Task instructions:
[A] Answer these questions about the car blessing sermon post:
(i) What did the racer sitting behind the writer say after Bill brushed his bible aside?
(ii) At what speed are the drivers described as going down the track?
(iii) Which book did Bill reference?
[B] Return the passage of the car blessing sermon post starting at "There are a" and ending at "book of John.", copied word for word.

Page:
He Touched Me
He Touched Me
And oh the joy that floods my soul…
The joy that floods my soul…
What powerful words to start this glorious Sunday morning. The song that inspired Pastor Bill’s sermon today as he held his annual Car Blessing. The thought behind the words that got Bill to throw his bible onto his podium, look at it, and visibly brush it aside as he looked at all who lined the pews this morning. The magnitude of the gesture had one racer, sitting behind me, utter, “Here we go,” quietly followed by chuckles from his counterparts (and a sheepish, “I heard you,” grin from yours truly).
He touched me,
He touched me,
the joy that floods my soul;
and now I know
He touched me,
and made me whole.
Today Bill asked God to reach his inspirational, and protective hand, upon all of us in front of him, behind the steering wheel of the drivers as they speed 150 mph down the track, and every one of us (present or not) as we meander through this crazy little thing called life.
It is here, at this junction, that I usually provide his words, Bill’s, but today I struggle in this arena because, for as much as they “touched me” they alude me too. He was completely off the cuff, no written script to follow, nothing to pass along to me to help me word things as he would. And no recording to pull from either. It is devine intervention to lead me to retrace Bill’s footprints in the sand. His guidance, his conquering of the church of faith, to pull me forth into God’s trusting embrace as I fumble for how Bill would say what I want to reiterate for all those that were unable to sit there, and engage personally into the dynamics that are only Bill. The passion behind every syllable uttered by Bill as he guides us forward into God’s loving arms through scripture, experience, and stories.
There are a few things that I recall so clearly it is as though Bill is standing here, in my home, albeit a shamble at the moment, guiding my fingers across the letters of my keyboard. The first, and I think the most important message is not about the rock with which Jesus shed blood, sweat and tears, but about the understanding our lives are not to believe in Jesus but to trust in Jesus. He referenced the book of John.
What a difficult concept. This thing we give so carefully, so qualified, and that is so easily broken. It’s funny, this thing called trust. We ask our children to give us their trust without ever giving them better reason than, “because I am your Mom/Dad.” That is what Pastor Bill is saying to us. Give Jesus, give God, our trust. God is our father. Jesus our brother and savior. Don’t question, as we ask our children to not question us, but to give our trust willingly. Remove the qualification. Remove the need to prove that they are worthy of our trust. Open your heart, open your mind, and accept the love they wish to shower upon our spirit.

[Rows of box annotation data]
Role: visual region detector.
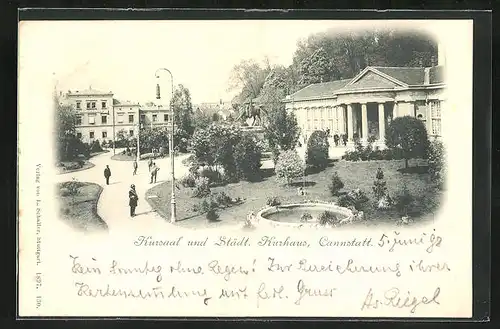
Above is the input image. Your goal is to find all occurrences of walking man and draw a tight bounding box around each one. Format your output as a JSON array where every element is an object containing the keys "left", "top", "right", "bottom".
[
  {"left": 134, "top": 160, "right": 138, "bottom": 175},
  {"left": 128, "top": 184, "right": 139, "bottom": 217},
  {"left": 150, "top": 162, "right": 160, "bottom": 184},
  {"left": 104, "top": 165, "right": 111, "bottom": 185}
]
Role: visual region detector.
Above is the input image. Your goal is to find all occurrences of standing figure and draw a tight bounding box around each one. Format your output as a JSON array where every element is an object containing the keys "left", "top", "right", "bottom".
[
  {"left": 134, "top": 160, "right": 138, "bottom": 175},
  {"left": 342, "top": 134, "right": 347, "bottom": 146},
  {"left": 128, "top": 184, "right": 139, "bottom": 217},
  {"left": 104, "top": 165, "right": 111, "bottom": 185},
  {"left": 151, "top": 162, "right": 160, "bottom": 184},
  {"left": 333, "top": 133, "right": 340, "bottom": 146}
]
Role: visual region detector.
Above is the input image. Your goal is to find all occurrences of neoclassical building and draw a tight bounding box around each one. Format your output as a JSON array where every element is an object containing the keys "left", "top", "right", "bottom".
[
  {"left": 284, "top": 53, "right": 446, "bottom": 145},
  {"left": 59, "top": 87, "right": 172, "bottom": 143}
]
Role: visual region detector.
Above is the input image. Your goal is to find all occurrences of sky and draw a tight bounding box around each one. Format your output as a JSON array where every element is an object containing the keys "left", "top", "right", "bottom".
[{"left": 19, "top": 20, "right": 442, "bottom": 103}]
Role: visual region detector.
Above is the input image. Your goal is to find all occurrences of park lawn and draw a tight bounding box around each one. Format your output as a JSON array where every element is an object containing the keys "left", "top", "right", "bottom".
[
  {"left": 147, "top": 160, "right": 442, "bottom": 228},
  {"left": 111, "top": 154, "right": 137, "bottom": 161},
  {"left": 57, "top": 182, "right": 108, "bottom": 232}
]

Results for each task:
[A]
(i) "Here we go"
(ii) 150 mph
(iii) The book of John

[B]
There are a few things that I recall so clearly it is as though Bill is standing here, in my home, albeit a shamble at the moment, guiding my fingers across the letters of my keyboard. The first, and I think the most important message is not about the rock with which Jesus shed blood, sweat and tears, but about the understanding our lives are not to believe in Jesus but to trust in Jesus. He referenced the book of John.